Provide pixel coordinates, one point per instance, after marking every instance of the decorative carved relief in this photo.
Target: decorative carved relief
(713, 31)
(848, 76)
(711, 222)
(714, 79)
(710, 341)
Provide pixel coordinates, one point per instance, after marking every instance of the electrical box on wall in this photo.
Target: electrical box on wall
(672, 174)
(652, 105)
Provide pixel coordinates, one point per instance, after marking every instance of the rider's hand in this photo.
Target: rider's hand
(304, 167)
────────
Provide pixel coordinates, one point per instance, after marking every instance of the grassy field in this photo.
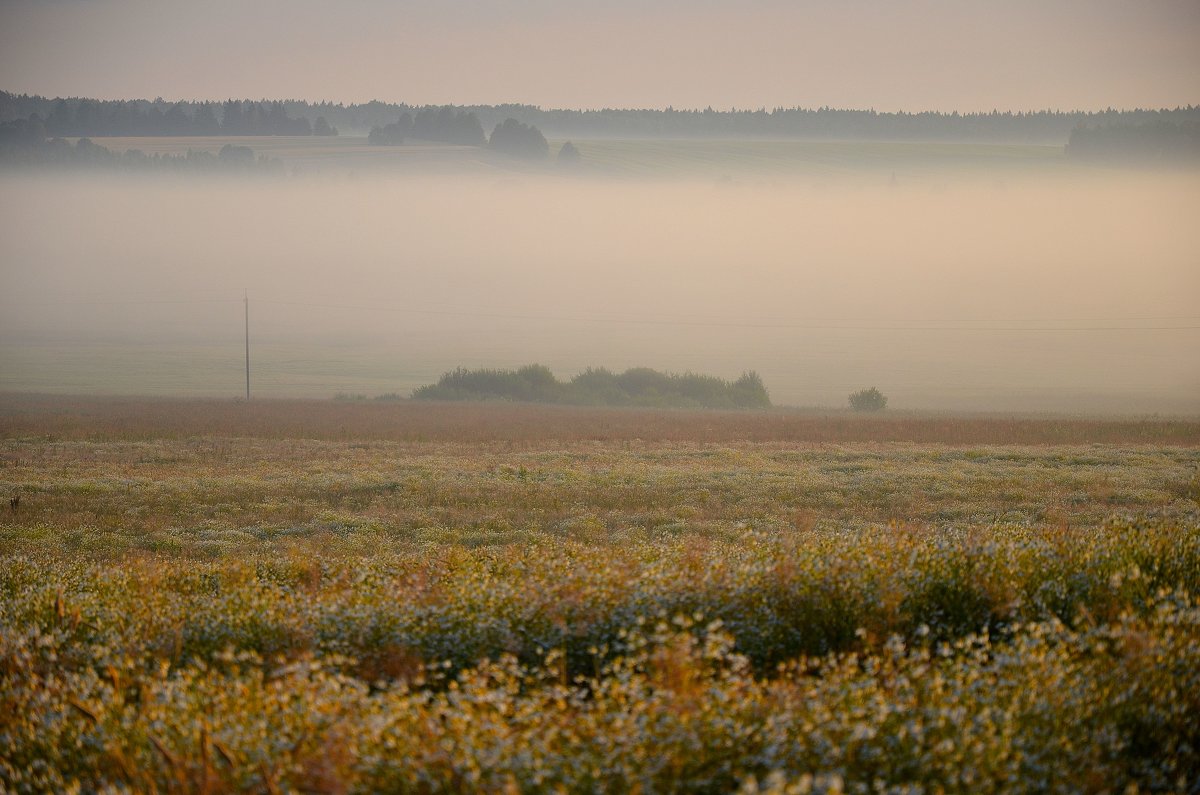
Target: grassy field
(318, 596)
────────
> **About this task**
Going through the lines above one by one, tally those with the word "marking" and give only the total.

> **Written answer**
4